• **EXERCISE INPUT**:
╔══

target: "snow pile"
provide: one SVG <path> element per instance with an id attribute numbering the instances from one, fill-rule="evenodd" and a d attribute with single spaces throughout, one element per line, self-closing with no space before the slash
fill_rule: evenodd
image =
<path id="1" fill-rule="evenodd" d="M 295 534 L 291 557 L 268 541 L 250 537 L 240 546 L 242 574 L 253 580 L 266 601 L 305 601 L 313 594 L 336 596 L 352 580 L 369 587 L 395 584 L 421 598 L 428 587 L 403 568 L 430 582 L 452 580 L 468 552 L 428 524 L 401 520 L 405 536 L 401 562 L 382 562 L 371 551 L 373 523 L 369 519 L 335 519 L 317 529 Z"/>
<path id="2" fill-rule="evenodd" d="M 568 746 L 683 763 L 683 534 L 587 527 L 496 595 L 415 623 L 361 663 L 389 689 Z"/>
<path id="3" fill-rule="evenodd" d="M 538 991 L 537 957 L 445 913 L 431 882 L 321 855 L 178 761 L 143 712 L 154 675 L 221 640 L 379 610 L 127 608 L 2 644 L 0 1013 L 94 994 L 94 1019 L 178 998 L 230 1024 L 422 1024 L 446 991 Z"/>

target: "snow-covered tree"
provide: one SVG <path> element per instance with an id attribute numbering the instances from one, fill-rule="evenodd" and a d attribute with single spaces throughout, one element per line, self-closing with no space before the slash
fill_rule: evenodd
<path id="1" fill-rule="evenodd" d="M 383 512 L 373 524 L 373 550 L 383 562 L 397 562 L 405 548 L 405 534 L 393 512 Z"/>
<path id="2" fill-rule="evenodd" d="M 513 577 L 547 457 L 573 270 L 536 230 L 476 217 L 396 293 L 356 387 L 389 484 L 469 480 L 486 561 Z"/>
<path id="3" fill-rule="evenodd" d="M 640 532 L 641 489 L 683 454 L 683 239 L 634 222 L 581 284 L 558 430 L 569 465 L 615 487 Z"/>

╚══

• **DIRECTION**: Copy out both records above line for line, changing nothing.

• **OUTPUT FOR THIS EXERCISE**:
target: "snow pile"
provide: one SVG <path> element per instance with an id attribute numbering the instances from one, fill-rule="evenodd" and a d attribute with single spaces throughout, one element per line, self-closing with no space before the slash
fill_rule: evenodd
image =
<path id="1" fill-rule="evenodd" d="M 295 534 L 291 557 L 268 541 L 250 537 L 240 546 L 242 574 L 253 580 L 266 601 L 305 601 L 313 594 L 336 596 L 352 580 L 369 587 L 395 584 L 421 598 L 428 587 L 403 568 L 430 582 L 452 580 L 468 552 L 428 524 L 401 520 L 405 536 L 401 562 L 382 562 L 371 551 L 373 523 L 369 519 L 335 519 L 317 529 Z"/>
<path id="2" fill-rule="evenodd" d="M 568 746 L 683 763 L 683 534 L 587 527 L 496 595 L 415 623 L 361 663 L 389 689 Z"/>
<path id="3" fill-rule="evenodd" d="M 538 991 L 537 957 L 445 913 L 431 882 L 321 855 L 178 761 L 143 712 L 154 675 L 221 640 L 379 610 L 127 608 L 2 644 L 0 1013 L 94 994 L 94 1019 L 178 998 L 230 1024 L 422 1024 L 446 991 Z"/>

target: "snow-covered tree"
provide: one SVG <path> element per instance with an id attribute numbering the instances from one, fill-rule="evenodd" and a d attribute with single spaces throughout, one element per line, self-closing with no space before the slash
fill_rule: evenodd
<path id="1" fill-rule="evenodd" d="M 383 512 L 373 524 L 373 550 L 383 562 L 397 562 L 405 548 L 405 534 L 393 512 Z"/>
<path id="2" fill-rule="evenodd" d="M 513 577 L 547 457 L 573 270 L 536 230 L 476 217 L 396 293 L 356 387 L 389 484 L 469 480 L 486 561 Z"/>
<path id="3" fill-rule="evenodd" d="M 640 532 L 641 489 L 683 454 L 683 239 L 634 222 L 581 284 L 558 430 L 569 465 L 615 487 Z"/>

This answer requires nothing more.